** Begin Data shown **

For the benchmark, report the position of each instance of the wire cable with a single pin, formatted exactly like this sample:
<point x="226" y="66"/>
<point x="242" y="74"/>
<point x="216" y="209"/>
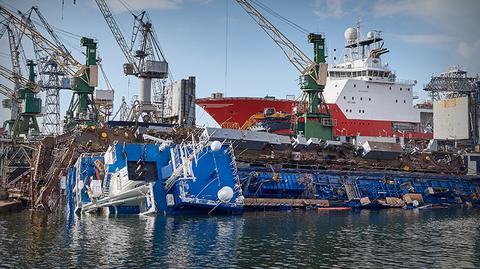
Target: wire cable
<point x="226" y="46"/>
<point x="280" y="17"/>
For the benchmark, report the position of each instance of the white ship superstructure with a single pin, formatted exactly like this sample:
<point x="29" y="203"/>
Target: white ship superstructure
<point x="365" y="96"/>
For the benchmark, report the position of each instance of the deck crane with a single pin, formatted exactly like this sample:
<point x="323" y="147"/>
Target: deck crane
<point x="82" y="109"/>
<point x="146" y="63"/>
<point x="51" y="74"/>
<point x="26" y="120"/>
<point x="314" y="120"/>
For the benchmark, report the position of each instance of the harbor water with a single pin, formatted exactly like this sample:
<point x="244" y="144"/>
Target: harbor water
<point x="439" y="238"/>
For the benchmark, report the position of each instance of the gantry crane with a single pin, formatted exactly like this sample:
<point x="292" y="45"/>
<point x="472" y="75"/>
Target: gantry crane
<point x="314" y="120"/>
<point x="82" y="109"/>
<point x="146" y="62"/>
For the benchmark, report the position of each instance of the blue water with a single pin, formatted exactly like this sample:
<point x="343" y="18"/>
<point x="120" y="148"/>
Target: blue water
<point x="433" y="238"/>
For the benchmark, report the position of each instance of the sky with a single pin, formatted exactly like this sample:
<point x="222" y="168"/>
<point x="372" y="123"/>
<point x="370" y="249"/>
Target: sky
<point x="424" y="37"/>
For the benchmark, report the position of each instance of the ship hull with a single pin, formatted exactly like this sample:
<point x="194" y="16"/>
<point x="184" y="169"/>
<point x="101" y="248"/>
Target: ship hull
<point x="233" y="112"/>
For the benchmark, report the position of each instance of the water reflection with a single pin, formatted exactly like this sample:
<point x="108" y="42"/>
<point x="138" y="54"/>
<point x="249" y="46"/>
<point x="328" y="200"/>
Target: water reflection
<point x="297" y="239"/>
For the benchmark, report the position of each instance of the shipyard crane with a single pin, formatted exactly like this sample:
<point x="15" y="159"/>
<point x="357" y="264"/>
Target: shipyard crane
<point x="26" y="120"/>
<point x="15" y="61"/>
<point x="315" y="120"/>
<point x="50" y="72"/>
<point x="82" y="109"/>
<point x="146" y="63"/>
<point x="7" y="92"/>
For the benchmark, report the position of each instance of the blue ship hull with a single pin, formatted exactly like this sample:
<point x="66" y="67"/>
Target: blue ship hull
<point x="333" y="186"/>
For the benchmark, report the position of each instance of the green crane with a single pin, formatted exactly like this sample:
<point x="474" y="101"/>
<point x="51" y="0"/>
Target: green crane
<point x="82" y="109"/>
<point x="26" y="120"/>
<point x="312" y="116"/>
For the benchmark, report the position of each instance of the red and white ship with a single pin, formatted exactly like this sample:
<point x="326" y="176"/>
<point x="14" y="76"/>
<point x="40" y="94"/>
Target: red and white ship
<point x="363" y="95"/>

** End Data shown **

Leave out the pictures and print each record exactly as it stands.

§ **Output of the exercise**:
For the benchmark, report the position of each instance of the wire cable with a single pin, formatted exactly like this sample:
<point x="226" y="66"/>
<point x="242" y="74"/>
<point x="216" y="209"/>
Target: wire cable
<point x="226" y="46"/>
<point x="280" y="17"/>
For the benchmark, report the position of each instance of the white ship superstructure with a single pin, formatted exactly like this sample:
<point x="29" y="203"/>
Target: white ship superstructure
<point x="365" y="96"/>
For the benchmark, report the position of each instance of the deck crane with a single pin, formatted exactly like this sample:
<point x="323" y="147"/>
Target: deck crane
<point x="82" y="109"/>
<point x="146" y="63"/>
<point x="51" y="74"/>
<point x="26" y="120"/>
<point x="314" y="120"/>
For the benchmark, report the position of each instance of the harbor water with a single pin, formatted exactly like this sample:
<point x="244" y="144"/>
Target: harbor water
<point x="439" y="238"/>
For the benchmark, report the position of each instance of the gantry crane with a single pin, formatted exactly like this sample:
<point x="292" y="45"/>
<point x="472" y="75"/>
Target: gantry crane
<point x="314" y="120"/>
<point x="82" y="109"/>
<point x="146" y="62"/>
For the benchmark, report the position of each instance of the blue water with a single pin, formatted exactly like this sample:
<point x="343" y="18"/>
<point x="120" y="148"/>
Target: blue water
<point x="433" y="238"/>
For the benchmark, report the position of each instance of the sky with a single pin, formatted exactly like this sample:
<point x="222" y="168"/>
<point x="372" y="123"/>
<point x="370" y="249"/>
Target: sky
<point x="424" y="37"/>
For the benchmark, report the position of each instance of the ship hull with a single pin, formatted exactly like this sample:
<point x="194" y="16"/>
<point x="184" y="169"/>
<point x="101" y="248"/>
Target: ship hull
<point x="233" y="112"/>
For the benchmark, report the position of each instance of the water reflection with a single pin, formatted exactly like this sample:
<point x="108" y="42"/>
<point x="138" y="54"/>
<point x="249" y="46"/>
<point x="328" y="200"/>
Target: water reflection
<point x="297" y="239"/>
For the benchmark, report the position of each instance of the shipyard crane with a single pin, formatted exactly like this sample:
<point x="15" y="159"/>
<point x="357" y="264"/>
Target: shipyard crane
<point x="26" y="120"/>
<point x="15" y="61"/>
<point x="315" y="120"/>
<point x="50" y="72"/>
<point x="82" y="109"/>
<point x="146" y="63"/>
<point x="7" y="92"/>
For the benchmark, report the position of each instance of the blue ship hull with a single pin, formatted exactly like this sample:
<point x="66" y="67"/>
Target: blue ship hull
<point x="333" y="186"/>
For the benchmark, report the position of each instance of the green crane with a single pin, formatted exactly like this sample:
<point x="474" y="101"/>
<point x="51" y="0"/>
Target: green crane
<point x="82" y="109"/>
<point x="26" y="120"/>
<point x="312" y="116"/>
For the benchmark, report the position of each instance of the red and white ship with a single pin, formatted exactly like this sample:
<point x="326" y="176"/>
<point x="14" y="76"/>
<point x="40" y="94"/>
Target: red and white ship
<point x="363" y="95"/>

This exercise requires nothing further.